====== RECORDS SUPPLIED

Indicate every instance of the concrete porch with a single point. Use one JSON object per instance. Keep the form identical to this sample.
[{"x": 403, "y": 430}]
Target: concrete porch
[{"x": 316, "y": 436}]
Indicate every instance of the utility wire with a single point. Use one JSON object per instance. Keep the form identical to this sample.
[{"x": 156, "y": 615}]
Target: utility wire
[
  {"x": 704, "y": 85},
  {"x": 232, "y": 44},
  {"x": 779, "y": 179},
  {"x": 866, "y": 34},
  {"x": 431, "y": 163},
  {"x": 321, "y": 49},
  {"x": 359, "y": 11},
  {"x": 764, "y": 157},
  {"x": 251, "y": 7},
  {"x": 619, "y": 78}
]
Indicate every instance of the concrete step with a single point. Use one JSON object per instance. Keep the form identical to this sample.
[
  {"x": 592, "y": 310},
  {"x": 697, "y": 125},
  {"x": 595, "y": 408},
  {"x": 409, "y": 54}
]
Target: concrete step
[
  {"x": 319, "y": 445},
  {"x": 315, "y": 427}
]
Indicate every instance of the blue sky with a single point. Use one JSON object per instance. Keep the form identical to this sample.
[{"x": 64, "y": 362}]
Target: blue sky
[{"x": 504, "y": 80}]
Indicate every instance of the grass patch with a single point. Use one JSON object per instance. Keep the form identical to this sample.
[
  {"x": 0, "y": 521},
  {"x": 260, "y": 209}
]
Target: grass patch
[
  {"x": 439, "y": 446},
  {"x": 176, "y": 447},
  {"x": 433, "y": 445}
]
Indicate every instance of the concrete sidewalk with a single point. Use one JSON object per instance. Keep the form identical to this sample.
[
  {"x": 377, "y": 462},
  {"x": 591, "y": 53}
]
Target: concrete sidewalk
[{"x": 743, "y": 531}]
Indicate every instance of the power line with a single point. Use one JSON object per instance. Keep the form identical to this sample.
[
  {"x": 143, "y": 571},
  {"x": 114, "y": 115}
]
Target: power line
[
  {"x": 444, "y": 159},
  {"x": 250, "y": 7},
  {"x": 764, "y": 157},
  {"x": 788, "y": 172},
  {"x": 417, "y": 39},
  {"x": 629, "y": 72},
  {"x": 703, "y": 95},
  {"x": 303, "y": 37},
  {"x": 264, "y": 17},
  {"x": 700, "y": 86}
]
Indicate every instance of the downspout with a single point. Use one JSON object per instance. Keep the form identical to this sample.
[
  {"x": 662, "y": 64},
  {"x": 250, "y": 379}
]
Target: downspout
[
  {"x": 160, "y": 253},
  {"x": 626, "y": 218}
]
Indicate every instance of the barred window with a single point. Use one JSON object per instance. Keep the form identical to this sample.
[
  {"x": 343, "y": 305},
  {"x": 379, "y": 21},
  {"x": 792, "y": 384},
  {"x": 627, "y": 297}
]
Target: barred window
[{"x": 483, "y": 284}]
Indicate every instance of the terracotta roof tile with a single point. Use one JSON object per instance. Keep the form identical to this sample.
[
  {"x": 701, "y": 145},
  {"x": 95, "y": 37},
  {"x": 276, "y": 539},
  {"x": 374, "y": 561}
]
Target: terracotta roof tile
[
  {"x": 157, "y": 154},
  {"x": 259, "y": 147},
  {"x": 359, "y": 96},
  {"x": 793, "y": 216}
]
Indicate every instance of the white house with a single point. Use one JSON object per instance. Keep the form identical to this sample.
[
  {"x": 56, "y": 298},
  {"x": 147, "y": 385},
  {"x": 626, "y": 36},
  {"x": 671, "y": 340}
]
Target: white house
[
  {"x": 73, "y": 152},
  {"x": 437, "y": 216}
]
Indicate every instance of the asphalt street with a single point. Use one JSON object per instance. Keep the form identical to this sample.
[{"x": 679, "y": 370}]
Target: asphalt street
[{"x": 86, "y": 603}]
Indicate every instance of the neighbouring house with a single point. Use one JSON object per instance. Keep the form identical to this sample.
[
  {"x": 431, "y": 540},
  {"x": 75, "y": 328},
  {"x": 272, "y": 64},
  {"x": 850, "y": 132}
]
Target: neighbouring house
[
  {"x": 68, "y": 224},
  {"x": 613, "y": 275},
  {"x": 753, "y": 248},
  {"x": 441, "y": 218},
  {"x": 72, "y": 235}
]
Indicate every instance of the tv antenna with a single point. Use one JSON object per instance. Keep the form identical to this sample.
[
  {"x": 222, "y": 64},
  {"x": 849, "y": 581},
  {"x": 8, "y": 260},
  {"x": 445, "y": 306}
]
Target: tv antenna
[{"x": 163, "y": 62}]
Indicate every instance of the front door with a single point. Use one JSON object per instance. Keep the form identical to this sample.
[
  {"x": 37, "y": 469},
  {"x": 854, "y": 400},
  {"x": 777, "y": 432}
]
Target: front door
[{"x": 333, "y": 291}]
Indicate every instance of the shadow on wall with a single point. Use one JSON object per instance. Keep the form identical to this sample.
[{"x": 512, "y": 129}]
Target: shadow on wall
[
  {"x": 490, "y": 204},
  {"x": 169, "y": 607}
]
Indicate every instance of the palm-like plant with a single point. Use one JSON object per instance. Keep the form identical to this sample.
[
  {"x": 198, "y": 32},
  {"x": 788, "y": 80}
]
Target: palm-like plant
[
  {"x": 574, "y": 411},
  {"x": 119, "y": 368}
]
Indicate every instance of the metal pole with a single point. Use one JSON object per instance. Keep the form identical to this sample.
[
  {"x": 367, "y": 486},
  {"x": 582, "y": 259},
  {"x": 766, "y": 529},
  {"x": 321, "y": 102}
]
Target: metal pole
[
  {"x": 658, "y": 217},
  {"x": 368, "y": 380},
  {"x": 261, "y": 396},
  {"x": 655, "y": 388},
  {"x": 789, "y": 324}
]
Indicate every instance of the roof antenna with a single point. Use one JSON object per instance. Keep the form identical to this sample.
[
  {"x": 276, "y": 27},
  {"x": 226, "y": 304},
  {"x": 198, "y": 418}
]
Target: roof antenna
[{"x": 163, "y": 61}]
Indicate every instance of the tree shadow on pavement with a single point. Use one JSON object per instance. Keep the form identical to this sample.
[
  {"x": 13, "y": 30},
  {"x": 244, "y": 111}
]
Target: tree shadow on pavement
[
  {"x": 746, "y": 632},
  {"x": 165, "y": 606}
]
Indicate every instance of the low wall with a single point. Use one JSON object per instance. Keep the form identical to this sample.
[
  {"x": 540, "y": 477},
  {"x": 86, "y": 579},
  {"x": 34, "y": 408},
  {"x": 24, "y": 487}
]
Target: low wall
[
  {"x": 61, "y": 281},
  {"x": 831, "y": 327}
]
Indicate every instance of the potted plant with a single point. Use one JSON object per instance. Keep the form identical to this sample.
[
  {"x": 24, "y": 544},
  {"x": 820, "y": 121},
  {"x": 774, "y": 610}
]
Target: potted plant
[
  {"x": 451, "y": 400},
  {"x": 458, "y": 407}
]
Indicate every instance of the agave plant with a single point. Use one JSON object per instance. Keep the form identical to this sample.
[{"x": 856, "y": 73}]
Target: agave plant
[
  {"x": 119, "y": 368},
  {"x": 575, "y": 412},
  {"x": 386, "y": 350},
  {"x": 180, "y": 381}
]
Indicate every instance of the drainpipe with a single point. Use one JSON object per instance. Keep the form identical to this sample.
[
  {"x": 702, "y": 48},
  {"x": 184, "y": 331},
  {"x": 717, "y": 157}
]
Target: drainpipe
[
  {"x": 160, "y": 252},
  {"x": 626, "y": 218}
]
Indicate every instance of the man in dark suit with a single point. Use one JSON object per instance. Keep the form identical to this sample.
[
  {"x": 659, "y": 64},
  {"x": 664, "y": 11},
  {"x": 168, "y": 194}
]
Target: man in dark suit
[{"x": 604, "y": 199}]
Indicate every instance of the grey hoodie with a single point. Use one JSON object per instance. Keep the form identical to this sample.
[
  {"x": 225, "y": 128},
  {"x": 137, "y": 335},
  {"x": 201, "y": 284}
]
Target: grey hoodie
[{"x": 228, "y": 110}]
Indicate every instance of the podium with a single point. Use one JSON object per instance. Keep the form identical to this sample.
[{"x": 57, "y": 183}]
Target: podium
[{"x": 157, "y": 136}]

============

**INSTRUCTIONS FOR THE TASK:** Extract from the records above the lines from the one containing "Indicate every instance of the concrete step" to the one containing "Indicate every instance of the blue", both lines included, exactly as they appear and with nothing else.

**ANSWER:**
Indicate every instance of the concrete step with a single point. Use one JSON object per instance. Keep the form identical to this sample.
[
  {"x": 592, "y": 310},
  {"x": 697, "y": 125},
  {"x": 595, "y": 408},
  {"x": 409, "y": 54}
]
Target: concrete step
[
  {"x": 319, "y": 445},
  {"x": 315, "y": 427}
]
Indicate every instance of the blue sky with a single point. Use one JSON object per instance. Keep the form identical to this sample.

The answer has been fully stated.